What to work on — Nothing other than the lines from the one containing "Mark each instance of the car door" through the close of the entries below should be printed, each exactly.

Source data
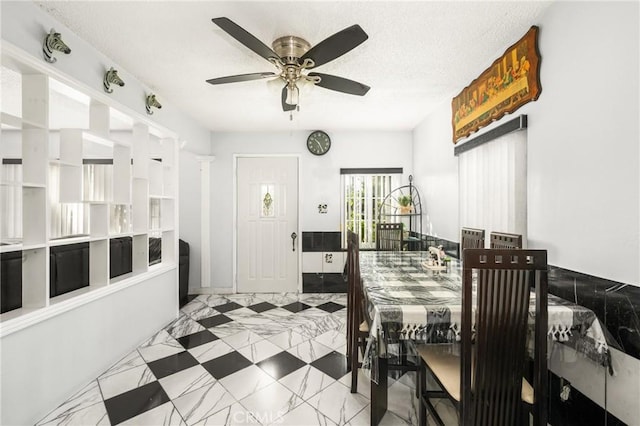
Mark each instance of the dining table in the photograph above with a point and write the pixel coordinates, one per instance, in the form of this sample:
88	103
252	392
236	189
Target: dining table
409	301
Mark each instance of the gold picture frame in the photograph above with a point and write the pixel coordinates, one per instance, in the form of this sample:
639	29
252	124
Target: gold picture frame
510	82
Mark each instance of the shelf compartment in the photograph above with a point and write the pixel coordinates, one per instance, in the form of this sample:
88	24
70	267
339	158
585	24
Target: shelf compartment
98	263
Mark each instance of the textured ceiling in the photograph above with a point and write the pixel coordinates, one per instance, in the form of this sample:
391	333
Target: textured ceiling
418	55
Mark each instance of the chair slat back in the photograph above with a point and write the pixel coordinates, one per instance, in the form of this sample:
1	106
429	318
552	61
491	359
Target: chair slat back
504	279
503	240
471	238
389	236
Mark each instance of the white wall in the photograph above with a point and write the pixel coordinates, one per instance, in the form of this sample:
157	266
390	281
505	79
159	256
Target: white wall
319	177
583	162
583	181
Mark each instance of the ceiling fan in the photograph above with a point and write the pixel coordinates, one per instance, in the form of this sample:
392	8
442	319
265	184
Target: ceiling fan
294	56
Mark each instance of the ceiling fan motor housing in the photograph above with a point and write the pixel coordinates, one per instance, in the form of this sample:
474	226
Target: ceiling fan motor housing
290	48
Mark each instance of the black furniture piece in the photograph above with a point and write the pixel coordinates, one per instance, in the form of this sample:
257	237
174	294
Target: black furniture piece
504	240
11	279
69	268
120	256
183	272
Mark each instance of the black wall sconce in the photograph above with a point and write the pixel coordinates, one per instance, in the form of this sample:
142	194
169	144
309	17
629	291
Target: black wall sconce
111	77
152	102
53	43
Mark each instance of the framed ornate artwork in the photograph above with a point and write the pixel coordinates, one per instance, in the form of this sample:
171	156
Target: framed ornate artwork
510	82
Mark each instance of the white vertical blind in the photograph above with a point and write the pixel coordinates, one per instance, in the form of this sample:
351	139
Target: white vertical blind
493	186
362	196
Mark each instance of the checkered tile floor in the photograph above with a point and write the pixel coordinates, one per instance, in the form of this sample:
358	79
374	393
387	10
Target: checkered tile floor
239	360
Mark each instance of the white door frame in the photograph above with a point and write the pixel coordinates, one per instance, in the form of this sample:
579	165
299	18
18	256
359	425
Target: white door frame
235	215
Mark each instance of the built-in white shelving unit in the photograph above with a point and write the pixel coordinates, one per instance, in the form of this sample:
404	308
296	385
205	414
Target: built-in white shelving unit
115	179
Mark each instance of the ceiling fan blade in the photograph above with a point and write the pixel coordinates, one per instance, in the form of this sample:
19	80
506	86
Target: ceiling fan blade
340	84
240	34
285	105
241	77
336	45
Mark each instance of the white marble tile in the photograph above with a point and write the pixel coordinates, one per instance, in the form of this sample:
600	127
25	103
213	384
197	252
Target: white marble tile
210	350
203	402
303	414
204	312
287	339
333	339
268	329
244	299
212	300
315	299
309	351
242	339
132	360
183	326
84	398
246	381
185	381
191	307
338	403
160	337
279	299
306	381
233	415
272	401
260	350
278	314
163	415
124	381
95	414
240	313
161	350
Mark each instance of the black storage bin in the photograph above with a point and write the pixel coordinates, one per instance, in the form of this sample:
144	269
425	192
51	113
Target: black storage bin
155	250
120	256
69	268
183	271
11	281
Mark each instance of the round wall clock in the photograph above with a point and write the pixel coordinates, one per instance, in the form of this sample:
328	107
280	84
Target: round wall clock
318	142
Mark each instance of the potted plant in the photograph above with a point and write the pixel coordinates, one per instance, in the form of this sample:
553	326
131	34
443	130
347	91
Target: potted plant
404	201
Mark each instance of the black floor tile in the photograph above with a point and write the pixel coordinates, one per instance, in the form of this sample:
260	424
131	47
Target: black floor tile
330	307
226	364
281	364
261	307
214	321
196	339
296	307
172	364
227	307
333	364
136	401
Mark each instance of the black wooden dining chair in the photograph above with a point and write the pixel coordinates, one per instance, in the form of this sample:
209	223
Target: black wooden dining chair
483	376
357	317
471	238
389	236
503	240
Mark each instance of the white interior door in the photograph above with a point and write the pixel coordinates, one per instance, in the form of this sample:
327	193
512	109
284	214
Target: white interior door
267	241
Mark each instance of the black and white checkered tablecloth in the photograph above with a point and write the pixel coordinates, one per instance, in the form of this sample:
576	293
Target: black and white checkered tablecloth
405	300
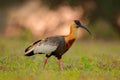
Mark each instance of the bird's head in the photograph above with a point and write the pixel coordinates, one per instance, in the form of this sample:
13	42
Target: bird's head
78	25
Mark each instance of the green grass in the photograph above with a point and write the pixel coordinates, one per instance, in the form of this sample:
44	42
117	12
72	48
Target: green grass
86	60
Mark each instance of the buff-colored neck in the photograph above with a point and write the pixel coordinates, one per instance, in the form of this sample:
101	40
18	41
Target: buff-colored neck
72	34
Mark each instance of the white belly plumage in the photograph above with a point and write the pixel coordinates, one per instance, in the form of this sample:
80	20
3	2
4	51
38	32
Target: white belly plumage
45	48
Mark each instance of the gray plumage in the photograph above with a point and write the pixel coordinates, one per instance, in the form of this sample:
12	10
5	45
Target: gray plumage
50	46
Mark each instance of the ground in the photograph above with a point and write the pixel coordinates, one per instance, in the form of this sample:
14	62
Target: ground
86	60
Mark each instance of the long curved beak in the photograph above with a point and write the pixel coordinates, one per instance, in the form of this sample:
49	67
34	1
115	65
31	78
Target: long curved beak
85	29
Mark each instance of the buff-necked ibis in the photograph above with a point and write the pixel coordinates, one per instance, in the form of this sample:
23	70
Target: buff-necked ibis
55	45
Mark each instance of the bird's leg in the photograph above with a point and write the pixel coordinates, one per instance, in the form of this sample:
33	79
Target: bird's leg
45	61
60	64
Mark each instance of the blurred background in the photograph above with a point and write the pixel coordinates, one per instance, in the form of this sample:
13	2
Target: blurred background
41	18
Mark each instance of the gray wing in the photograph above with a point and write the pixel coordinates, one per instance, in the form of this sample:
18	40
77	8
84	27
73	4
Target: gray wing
47	45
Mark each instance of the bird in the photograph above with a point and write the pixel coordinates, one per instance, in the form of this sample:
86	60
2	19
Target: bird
55	45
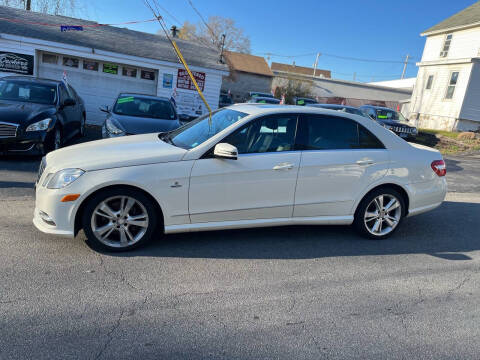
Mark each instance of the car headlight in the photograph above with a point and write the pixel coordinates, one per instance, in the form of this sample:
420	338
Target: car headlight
39	125
113	129
62	178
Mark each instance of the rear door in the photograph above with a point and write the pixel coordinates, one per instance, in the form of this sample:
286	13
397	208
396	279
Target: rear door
260	184
340	158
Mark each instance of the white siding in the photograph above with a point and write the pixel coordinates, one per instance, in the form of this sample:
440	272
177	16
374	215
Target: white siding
471	104
465	44
434	110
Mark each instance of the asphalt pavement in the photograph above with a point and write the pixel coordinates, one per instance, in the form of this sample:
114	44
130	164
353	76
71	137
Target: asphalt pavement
273	293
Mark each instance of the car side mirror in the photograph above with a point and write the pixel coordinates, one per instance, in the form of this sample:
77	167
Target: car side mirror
68	102
225	151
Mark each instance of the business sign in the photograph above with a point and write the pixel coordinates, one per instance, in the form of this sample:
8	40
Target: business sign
16	63
184	82
167	81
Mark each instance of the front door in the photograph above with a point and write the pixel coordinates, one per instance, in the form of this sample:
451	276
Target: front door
260	184
340	159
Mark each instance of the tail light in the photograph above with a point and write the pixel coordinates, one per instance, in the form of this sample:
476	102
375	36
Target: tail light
439	167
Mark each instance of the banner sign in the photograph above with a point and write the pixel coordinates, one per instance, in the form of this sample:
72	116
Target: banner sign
64	28
184	82
16	63
167	81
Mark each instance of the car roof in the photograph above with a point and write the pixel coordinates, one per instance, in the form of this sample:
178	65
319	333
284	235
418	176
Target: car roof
333	106
32	79
146	96
378	107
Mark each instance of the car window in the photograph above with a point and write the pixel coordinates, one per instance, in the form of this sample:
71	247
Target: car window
27	91
271	133
130	105
320	132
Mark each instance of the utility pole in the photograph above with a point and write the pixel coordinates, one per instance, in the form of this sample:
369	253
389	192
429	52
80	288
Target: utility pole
405	66
315	65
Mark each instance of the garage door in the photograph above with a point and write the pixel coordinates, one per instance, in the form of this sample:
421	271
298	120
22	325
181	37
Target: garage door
96	86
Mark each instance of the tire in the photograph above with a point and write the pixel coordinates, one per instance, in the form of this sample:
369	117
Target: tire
82	127
54	141
112	229
375	223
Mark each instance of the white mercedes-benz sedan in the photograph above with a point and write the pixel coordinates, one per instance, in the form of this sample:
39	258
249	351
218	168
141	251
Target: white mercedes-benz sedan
246	166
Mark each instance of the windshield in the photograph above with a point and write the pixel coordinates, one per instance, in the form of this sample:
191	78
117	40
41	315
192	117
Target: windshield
200	130
384	114
27	91
144	107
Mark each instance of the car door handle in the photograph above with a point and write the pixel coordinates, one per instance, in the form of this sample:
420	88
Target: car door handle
283	166
365	162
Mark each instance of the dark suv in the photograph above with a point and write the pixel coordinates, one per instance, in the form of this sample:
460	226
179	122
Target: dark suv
38	115
391	120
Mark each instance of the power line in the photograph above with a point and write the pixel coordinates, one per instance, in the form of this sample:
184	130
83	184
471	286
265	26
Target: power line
337	57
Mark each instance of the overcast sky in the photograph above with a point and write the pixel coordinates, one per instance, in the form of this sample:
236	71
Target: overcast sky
367	29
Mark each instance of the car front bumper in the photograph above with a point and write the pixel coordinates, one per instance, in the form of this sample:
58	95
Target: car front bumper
31	143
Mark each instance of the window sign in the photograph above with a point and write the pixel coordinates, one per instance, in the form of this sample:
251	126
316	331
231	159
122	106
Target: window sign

Response below —
Mark each instance of the car door handle in the photograph above with a point and write the pixel coordinates, one per instance, in the form of this sample:
420	88
Target: car door handle
283	166
365	162
Mark each instance of the dark suv in the photograph above with a point and write the pixel coordinates, one per instance, in the form of this sample:
460	226
179	122
Target: dark suv
38	115
391	120
Mark each instance of the power line in the photograph above with a point and write the pixel coordinates, one per instance, in the form of this sample:
184	130
83	184
471	286
265	26
Target: power line
337	57
Mark each instance of the overcast sky in the photograph above with a point and write the pixel coordinates, one per instance, in the form of this sample:
236	71
Target: overcast sky
367	29
Mark each instance of the car front bumper in the photograph above with a point and write the pixel coordinates, one per instance, in the form of this sample:
58	95
Target: car front bumper
31	143
Mark each instance of the window sign in the photograph above with a point and write the pixel coordinates, one per instance, in the form of this sample:
251	126
316	331
231	159
122	106
Target: window sign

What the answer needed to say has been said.